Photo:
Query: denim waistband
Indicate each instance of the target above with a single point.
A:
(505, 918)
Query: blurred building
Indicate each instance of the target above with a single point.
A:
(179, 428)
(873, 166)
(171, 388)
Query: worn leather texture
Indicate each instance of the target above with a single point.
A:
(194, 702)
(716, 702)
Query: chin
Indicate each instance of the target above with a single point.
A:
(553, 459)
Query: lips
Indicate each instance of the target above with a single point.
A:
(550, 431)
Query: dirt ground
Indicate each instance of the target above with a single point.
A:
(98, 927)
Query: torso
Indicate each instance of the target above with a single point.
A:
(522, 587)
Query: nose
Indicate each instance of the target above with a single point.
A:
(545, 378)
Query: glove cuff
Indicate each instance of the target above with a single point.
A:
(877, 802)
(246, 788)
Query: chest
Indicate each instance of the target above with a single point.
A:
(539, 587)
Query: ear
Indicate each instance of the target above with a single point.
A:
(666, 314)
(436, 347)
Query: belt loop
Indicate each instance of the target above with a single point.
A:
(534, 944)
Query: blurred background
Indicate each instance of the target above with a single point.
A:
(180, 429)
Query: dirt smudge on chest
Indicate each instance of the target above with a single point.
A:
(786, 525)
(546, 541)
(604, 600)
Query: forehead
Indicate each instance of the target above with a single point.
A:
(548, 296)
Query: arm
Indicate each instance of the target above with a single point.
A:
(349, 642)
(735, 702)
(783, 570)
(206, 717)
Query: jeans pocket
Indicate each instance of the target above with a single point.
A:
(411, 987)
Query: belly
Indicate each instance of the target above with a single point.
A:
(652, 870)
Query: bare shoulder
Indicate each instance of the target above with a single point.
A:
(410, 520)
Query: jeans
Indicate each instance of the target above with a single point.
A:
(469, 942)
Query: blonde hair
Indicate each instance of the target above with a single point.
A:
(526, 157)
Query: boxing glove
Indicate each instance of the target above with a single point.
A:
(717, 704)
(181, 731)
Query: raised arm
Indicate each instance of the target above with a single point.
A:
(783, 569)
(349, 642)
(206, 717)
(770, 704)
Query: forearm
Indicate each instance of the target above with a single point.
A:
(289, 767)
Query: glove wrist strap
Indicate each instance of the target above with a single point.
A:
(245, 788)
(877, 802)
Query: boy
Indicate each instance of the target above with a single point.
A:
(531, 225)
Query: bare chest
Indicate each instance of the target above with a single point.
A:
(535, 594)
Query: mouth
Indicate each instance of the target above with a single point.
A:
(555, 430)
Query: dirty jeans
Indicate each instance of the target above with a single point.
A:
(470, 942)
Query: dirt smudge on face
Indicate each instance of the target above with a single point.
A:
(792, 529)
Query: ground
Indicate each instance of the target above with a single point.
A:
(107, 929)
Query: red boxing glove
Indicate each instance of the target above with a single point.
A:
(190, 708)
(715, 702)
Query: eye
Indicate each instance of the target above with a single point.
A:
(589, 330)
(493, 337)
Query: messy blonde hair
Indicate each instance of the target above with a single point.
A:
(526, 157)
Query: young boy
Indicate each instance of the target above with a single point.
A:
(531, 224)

Aim: Reproduce the material above without altering a single character.

In response:
Photo:
Query: denim waistband
Indicate each instance of the target above with a single point.
A:
(505, 918)
Query: blurred building
Indicate each instance of the target above with a single point.
A:
(179, 428)
(873, 166)
(171, 388)
Query: worn leather texture
Indicate each instance of the target above with a single point.
A:
(194, 702)
(716, 702)
Query: chin
Indicate each instance of the target above with a single point.
A:
(553, 459)
Query: lips
Indicate each instance of the target above with a single point.
A:
(550, 431)
Query: dirt ground
Indicate each instance of the target above with a single point.
A:
(98, 927)
Query: torso
Indicate each instance of the target above with a single point.
A:
(522, 587)
Query: nose
Indicate each instance of the target above with a single point.
A:
(545, 378)
Query: glove cuff
Indicate each instance of the target above with a single point.
A:
(877, 802)
(246, 788)
Query: chest
Indicate each instance of the target above with a single point.
A:
(539, 587)
Query: ear
Indicate each instance of the target above with a single point.
A:
(666, 314)
(436, 347)
Query: belt loop
Indicate each instance of the target above with a single point.
A:
(534, 944)
Query: blurred background
Indicate each instance of the target above with a single point.
A:
(180, 429)
Query: dirt smudge on chest
Indicate each instance of the target above with a single point.
A:
(786, 525)
(546, 541)
(604, 600)
Query: forehead
Indicate each instance of the target above with a single point.
A:
(548, 296)
Query: arm
Indicate each instance of the target above with a single point.
A:
(349, 642)
(735, 702)
(783, 570)
(206, 717)
Query: jeans pocket
Indicate each instance of the target above with a single point.
A:
(411, 987)
Query: belly
Indicate each instance of the target above with a single point.
A:
(652, 870)
Query: bare shoulder
Indicate each instance of the target above with a single point.
A:
(410, 520)
Query: jeans
Indicate each instance of the target above with a single point.
A:
(469, 942)
Query: blonde hair
Indicate each instance of the target above with a single point.
A:
(526, 157)
Query: boxing glove
Indicate each instance of the target above with a single point.
A:
(717, 704)
(181, 731)
Query: raised arm
Indicate each instance of the target above with a single point.
A:
(783, 569)
(349, 642)
(206, 717)
(770, 704)
Query: forearm
Indicate each instance of the target above with a single point.
A:
(289, 767)
Query: glove wrist strap
Indicate each instance of the target above with a single point.
A:
(245, 788)
(877, 802)
Query: boy
Indicate each instance of the target above with a single point.
A:
(531, 225)
Query: bare chest
Indicate each instance of the target above with a single point.
A:
(535, 594)
Query: mouth
Indicate each instance of the target above with a single point.
A:
(555, 430)
Query: dirty jeans
Indicate each instance of the target above with a single point.
A:
(470, 942)
Query: dirt smudge on face
Indicate each instance of the target above with a single point.
A:
(792, 529)
Query: ground
Indicate each instance of the target above with a single point.
A:
(107, 929)
Query: red boxing glove
Indicate each instance of the target above with a single point.
A:
(190, 708)
(715, 702)
Query: eye
Indicate each instance of the target above with a single point.
A:
(589, 330)
(493, 337)
Query: messy blonde hair
Indicate each instance of the target above with a single point.
A:
(526, 157)
Query: young boy
Indicate each instance of the target above with a single point.
A:
(531, 224)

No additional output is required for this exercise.